PROMPT: Reproduce word for word the lines of the records below, beginning with the line that contains "Task: locate the white collared" and running through the line that contains "pixel 157 92", both ends included.
◇ ◇ ◇ ◇ ◇
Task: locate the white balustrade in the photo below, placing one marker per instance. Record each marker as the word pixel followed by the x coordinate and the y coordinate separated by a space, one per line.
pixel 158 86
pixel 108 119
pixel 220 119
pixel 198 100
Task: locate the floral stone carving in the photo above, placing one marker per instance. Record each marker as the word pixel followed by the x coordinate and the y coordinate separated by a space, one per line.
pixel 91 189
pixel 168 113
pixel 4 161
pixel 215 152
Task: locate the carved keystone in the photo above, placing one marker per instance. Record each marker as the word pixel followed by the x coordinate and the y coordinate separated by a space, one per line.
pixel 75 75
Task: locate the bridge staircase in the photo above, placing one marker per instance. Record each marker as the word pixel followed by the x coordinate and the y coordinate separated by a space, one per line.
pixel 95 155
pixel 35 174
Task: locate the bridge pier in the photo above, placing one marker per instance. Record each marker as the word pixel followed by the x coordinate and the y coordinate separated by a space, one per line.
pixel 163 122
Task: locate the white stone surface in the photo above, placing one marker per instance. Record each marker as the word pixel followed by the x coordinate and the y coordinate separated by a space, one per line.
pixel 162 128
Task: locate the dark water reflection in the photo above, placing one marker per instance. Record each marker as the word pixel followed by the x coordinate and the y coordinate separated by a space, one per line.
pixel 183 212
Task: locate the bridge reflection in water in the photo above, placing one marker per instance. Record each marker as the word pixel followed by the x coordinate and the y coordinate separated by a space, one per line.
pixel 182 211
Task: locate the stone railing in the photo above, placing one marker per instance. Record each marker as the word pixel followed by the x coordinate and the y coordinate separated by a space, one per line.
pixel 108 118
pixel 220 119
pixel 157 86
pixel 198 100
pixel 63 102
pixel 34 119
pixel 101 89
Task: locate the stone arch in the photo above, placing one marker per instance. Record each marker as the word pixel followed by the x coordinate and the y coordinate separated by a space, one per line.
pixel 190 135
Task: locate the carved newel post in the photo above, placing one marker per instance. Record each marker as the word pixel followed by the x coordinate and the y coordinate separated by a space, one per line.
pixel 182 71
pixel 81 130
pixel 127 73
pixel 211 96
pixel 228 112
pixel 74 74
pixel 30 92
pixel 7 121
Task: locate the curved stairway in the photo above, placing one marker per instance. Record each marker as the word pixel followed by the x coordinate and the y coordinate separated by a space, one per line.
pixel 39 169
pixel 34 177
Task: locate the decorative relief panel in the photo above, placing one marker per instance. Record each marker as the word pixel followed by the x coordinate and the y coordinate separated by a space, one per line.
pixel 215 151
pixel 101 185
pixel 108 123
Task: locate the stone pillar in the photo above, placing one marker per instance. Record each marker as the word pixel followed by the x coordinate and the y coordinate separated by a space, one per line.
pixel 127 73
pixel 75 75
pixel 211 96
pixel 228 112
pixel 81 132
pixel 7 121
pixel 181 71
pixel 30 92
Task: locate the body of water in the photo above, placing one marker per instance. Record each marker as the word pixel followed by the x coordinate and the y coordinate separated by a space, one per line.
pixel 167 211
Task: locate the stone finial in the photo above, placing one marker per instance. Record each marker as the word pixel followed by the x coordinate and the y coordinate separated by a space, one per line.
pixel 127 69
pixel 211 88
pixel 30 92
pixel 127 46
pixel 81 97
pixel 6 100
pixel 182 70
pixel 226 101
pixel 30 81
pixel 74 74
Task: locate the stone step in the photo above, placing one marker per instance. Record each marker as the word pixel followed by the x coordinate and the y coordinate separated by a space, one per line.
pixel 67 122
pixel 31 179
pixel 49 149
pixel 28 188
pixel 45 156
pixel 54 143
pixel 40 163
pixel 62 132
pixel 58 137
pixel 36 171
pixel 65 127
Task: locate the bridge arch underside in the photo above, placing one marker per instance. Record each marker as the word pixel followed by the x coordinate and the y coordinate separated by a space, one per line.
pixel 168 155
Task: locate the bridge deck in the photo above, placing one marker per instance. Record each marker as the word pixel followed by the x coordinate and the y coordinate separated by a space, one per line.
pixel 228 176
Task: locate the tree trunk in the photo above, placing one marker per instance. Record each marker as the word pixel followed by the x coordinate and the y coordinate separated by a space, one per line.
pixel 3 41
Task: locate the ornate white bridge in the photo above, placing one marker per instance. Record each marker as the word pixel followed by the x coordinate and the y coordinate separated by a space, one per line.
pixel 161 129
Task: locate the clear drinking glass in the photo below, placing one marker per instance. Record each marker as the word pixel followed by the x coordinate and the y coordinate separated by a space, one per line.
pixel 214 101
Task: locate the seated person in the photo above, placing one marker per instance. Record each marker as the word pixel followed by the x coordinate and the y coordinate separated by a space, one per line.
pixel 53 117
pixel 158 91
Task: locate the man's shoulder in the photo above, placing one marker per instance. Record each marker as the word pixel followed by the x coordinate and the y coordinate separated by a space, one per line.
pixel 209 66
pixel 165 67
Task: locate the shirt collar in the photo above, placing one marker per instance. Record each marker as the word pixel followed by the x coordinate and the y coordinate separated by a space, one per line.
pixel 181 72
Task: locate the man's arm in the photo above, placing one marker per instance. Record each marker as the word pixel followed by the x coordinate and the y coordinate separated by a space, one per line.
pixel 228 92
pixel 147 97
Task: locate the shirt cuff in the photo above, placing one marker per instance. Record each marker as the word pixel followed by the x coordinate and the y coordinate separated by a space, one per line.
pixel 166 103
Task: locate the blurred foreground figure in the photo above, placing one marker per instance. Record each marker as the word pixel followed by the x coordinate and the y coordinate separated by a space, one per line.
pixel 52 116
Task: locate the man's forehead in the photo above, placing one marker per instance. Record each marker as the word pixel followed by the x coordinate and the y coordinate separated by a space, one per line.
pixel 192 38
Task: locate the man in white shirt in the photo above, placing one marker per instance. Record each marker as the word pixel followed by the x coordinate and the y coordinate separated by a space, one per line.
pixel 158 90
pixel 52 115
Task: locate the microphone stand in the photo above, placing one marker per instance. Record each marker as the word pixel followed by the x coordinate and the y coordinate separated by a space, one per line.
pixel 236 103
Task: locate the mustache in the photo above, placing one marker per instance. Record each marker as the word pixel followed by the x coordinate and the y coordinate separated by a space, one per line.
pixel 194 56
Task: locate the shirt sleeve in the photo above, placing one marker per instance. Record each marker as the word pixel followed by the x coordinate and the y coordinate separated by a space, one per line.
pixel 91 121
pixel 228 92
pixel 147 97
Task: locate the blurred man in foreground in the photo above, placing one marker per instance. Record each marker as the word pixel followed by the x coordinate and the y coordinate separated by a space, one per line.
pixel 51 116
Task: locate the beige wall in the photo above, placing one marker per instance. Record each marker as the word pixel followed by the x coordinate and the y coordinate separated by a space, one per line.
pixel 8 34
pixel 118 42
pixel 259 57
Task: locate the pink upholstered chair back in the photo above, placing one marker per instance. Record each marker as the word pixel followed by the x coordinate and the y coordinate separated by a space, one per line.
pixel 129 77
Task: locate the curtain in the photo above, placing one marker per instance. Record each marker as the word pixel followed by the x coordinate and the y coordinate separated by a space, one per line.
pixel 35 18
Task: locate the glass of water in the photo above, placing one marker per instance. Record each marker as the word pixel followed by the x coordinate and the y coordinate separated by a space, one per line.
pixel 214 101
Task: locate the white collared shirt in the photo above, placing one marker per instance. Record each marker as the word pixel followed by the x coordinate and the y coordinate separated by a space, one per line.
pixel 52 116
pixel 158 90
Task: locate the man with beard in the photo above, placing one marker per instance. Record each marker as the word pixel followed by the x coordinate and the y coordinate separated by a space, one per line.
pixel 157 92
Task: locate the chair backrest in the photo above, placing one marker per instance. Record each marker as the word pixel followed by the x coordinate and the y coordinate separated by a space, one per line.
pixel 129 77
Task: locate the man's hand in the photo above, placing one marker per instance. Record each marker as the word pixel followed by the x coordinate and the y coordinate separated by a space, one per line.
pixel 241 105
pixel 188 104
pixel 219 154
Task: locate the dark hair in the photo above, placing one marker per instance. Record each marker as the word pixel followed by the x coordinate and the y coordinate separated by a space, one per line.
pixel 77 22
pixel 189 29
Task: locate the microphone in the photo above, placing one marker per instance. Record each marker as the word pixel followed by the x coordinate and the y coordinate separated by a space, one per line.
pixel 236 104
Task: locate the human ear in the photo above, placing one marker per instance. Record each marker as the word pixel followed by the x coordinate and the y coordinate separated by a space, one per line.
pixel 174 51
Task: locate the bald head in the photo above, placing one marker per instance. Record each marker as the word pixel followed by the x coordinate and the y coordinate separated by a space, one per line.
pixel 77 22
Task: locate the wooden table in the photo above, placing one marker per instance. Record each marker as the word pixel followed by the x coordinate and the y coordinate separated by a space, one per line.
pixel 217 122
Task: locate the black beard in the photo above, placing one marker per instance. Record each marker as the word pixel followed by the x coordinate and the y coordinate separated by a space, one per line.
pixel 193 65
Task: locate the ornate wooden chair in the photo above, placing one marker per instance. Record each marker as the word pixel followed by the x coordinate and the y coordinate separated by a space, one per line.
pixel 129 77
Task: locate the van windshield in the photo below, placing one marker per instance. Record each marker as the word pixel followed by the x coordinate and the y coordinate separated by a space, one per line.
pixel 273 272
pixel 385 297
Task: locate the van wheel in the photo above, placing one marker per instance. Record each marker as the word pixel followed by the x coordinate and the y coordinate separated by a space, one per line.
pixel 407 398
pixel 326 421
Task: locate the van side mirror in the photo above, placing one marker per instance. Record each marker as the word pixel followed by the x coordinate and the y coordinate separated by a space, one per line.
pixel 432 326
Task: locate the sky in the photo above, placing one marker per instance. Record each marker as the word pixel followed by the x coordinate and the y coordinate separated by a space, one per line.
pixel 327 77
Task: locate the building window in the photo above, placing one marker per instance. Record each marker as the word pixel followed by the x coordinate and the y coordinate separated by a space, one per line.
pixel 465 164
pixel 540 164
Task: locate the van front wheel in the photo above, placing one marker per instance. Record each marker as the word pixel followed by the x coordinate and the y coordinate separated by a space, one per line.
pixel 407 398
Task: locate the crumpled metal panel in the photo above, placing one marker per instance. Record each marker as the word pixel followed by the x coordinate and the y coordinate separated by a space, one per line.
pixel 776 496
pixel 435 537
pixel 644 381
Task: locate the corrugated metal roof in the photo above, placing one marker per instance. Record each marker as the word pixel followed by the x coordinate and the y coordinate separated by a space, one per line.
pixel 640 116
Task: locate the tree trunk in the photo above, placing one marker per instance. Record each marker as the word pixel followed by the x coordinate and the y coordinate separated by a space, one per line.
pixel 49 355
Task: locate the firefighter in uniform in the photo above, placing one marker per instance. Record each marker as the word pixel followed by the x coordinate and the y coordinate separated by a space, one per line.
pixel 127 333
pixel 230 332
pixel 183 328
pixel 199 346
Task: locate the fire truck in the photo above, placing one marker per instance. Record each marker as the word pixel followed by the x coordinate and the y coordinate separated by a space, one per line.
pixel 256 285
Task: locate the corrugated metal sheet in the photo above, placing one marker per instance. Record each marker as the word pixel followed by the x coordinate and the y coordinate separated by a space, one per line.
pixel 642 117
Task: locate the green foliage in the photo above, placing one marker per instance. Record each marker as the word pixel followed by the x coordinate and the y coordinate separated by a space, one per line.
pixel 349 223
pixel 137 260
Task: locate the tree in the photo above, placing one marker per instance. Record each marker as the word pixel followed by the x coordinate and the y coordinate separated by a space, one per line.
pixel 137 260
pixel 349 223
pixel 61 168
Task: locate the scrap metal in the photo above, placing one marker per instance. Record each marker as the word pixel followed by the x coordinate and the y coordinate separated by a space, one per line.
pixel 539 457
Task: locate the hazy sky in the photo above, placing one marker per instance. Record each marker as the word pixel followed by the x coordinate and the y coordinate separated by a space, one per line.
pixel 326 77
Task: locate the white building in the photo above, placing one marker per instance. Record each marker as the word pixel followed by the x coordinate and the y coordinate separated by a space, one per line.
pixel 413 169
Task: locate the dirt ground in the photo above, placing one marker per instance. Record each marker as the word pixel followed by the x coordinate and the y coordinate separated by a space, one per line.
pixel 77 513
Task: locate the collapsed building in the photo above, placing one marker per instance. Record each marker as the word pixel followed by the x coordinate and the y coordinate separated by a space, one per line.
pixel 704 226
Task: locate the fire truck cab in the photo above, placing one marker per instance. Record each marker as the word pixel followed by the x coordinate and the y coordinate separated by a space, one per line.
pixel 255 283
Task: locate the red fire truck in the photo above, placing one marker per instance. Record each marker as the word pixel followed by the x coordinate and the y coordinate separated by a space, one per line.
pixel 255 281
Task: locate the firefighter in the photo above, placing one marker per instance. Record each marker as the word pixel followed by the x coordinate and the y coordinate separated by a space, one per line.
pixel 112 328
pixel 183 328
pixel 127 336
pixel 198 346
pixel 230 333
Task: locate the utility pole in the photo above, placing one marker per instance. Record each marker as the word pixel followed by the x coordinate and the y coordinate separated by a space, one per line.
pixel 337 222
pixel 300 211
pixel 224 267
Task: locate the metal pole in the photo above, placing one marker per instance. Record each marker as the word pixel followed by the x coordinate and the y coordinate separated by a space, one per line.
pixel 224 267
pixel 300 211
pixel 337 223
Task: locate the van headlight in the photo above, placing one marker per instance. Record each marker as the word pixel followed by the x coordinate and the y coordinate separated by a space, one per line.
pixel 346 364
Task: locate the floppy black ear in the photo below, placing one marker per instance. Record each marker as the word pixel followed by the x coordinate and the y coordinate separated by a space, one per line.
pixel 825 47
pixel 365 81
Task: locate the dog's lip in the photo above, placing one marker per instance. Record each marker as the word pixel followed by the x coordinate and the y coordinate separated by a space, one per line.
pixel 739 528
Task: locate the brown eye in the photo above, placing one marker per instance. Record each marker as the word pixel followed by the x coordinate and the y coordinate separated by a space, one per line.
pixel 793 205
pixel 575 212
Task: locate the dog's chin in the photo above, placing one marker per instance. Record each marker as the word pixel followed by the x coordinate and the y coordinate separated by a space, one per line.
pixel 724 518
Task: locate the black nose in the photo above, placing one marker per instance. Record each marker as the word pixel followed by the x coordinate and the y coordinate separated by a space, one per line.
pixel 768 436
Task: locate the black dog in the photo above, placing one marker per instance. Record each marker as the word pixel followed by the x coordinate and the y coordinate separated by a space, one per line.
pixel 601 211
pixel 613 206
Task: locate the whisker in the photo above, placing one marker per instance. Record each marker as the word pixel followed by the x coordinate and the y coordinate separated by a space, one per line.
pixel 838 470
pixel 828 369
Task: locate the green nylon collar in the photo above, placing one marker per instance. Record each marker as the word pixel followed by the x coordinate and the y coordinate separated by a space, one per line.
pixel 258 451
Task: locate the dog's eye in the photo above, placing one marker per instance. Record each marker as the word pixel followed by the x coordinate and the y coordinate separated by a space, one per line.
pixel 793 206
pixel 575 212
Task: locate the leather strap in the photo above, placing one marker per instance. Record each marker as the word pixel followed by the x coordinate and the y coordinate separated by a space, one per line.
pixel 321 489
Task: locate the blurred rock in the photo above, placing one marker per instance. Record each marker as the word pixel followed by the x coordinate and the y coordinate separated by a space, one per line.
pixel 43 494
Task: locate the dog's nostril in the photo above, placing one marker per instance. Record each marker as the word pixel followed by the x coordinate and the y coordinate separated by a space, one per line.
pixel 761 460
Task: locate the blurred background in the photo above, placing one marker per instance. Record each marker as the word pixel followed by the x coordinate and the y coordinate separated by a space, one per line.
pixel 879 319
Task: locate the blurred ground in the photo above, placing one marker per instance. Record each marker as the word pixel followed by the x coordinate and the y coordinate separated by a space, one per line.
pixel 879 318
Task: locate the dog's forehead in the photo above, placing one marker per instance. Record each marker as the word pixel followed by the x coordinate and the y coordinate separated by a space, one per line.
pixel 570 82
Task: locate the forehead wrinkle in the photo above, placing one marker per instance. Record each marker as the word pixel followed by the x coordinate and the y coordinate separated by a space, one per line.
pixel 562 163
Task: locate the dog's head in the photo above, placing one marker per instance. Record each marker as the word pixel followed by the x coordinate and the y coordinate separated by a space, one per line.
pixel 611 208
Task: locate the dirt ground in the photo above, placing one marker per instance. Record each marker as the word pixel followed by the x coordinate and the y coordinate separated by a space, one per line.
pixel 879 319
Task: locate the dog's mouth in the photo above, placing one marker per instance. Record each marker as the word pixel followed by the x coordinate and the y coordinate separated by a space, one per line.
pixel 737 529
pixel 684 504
◇ ◇ ◇ ◇ ◇
THE RESPONSE:
Task: locate the white collared shirt in the photo above, placing one marker per instance. Record each marker as the word pixel followed by the x coordinate and the y coordinate separated by a space, one per line.
pixel 52 116
pixel 158 90
Task: locate the man with beard in the photo above, placing one marker per instance. Record each marker as the word pixel followed by the x coordinate and the y coordinate separated by a space, one per line.
pixel 157 92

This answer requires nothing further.